··· Document

Thursday, June 19, 2008

The New Watchdogs


I’m sitting in a movie theater just outside Washington that is jammed with cause advocates, filmmakers, philanthropists, and nonprofit leaders. It’s the second day of SilverDOCS, one of the nation's top documentary film conferences, and attendees are buzzing about the transformative power of digital storytelling to engage audiences and create social change locally and globally. This is an edgy, influential crowd: 108 long and short documentaries from 64 countries are being screened here this week; most were made to expose global social ills.

I’m thinking about Tom Bettag—a lot. In May 2001, some four months before 9/11—a day the world got smaller—Bettag, then the executive producer of ABC's Nightline, invited me to attend a conference at Columbia University. Ironically, he and other top journalists were meeting to explore how new digital video technologies—then just emerging—could be used to fight moves by network cost-cutters to slash foreign news budgets and close overseas news bureaus.

Bettag did not hide his frustration. "They (TV executives) say Americans don’t care much about foreign news but that’s a canard put out by the accountants," he told those gathered at Columbia. Presciently, Bettag knew the digital video revolution would make foreign news-gathering far less costly and give more power to those in the field. Why not move immediately, then, to proliferate the technology and give Americans a more authentic, urgent knowledge of the world?

Fast-forward seven years. Much has changed—and hasn't. Digital video documentaries—"cause news docs"—are the hot new medium of the moment. News budgets are still under assault.

Bettag's 2001 activism came to mind this morning, when Michael Markarian, the executive vice president of The Humane Society of the United States and author of a blog called Animals and Politics, spoke on a SilverDOCS panel about the erosion of traditional news gathering, this time by newspapers. “Big cuts in news journalism staff, in funding for investigative journalism and the rapid decline of newspapers is affecting advocacy and is having an impact on documentary filmmakers, as well,” Markarian said.

Markarian knows this well. One of today's "cause-news docs" producers, Markarian in January famously drummed up more than a half-million hits to the Humane Society's fundraising Web site after posting a digital video investigation by his staff that reported the abuse of downed cattle at a California slaughterhouse. In the video, Humane Society executives said the poking, prodding, and forklifting of sick and downed cows there endangered food safety in school lunchrooms across America. CNN and The Associated Press picked up the humane society's story, pretty much unquestioned, and it led to the recall of 145 million pounds of ground beef, the temporary removal of beef from many school lunch menus, and eight congressional hearings exploring the possibility of a link between animal cruelty and food safety. The story also helped the Humane Society raise millions of dollars in new and expanded donations.

“Obviously,” Markarian said, “the news media is changing but the issues remain—so it’s falling more and more to advocacy groups to investigate and uncover what’s happening and play the role of the watchdog in society, which the media are playing less and less.”

Maybe so. Hooray for a concerned, enlivened citizenry. But is this new "cause-news docs" movement entirely a good thing? When does advocacy become propaganda?

······
··· Given material

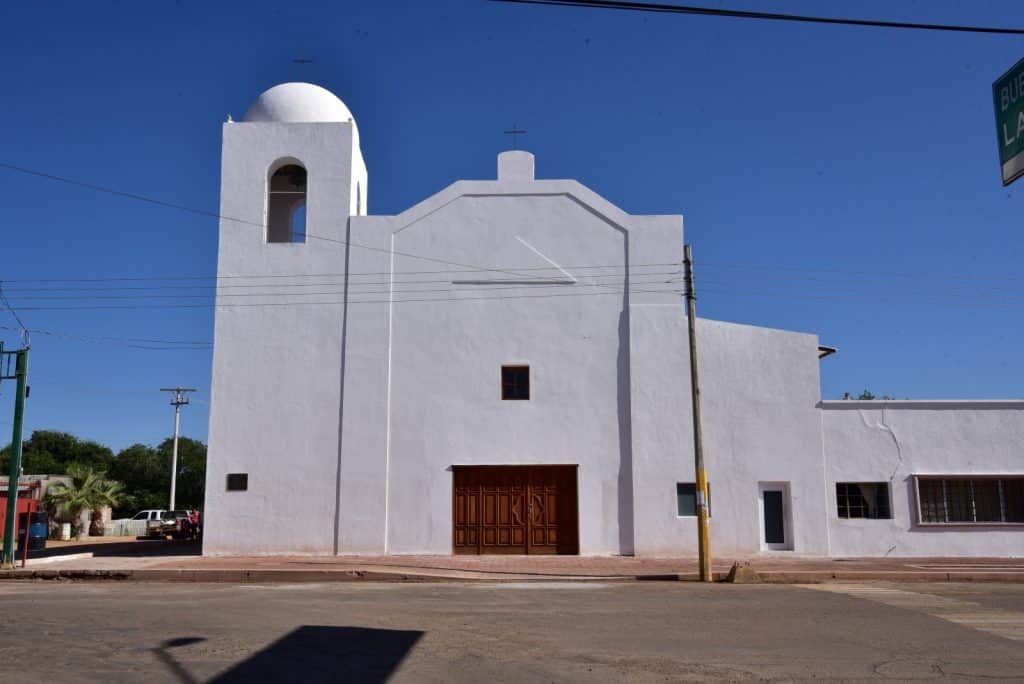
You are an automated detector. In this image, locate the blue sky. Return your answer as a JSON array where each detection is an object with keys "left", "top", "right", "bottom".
[{"left": 0, "top": 0, "right": 1024, "bottom": 448}]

······

### Requirement 1
According to the post, why is the watchdog role in society falling more and more to advocacy groups? Answer in one to three sentences.
### Requirement 2
Reproduce everything in the post from "Fast-forward seven years." down to "still under assault.".

### Full answer 1
The news media is changing, with big cuts in journalism staff and investigative funding and the rapid decline of newspapers, but the issues remain. Because the media plays the watchdog role less and less, advocacy groups are left to investigate and uncover what is happening.

### Full answer 2
Fast-forward seven years. Much has changed—and hasn't. Digital video documentaries—"cause news docs"—are the hot new medium of the moment. News budgets are still under assault.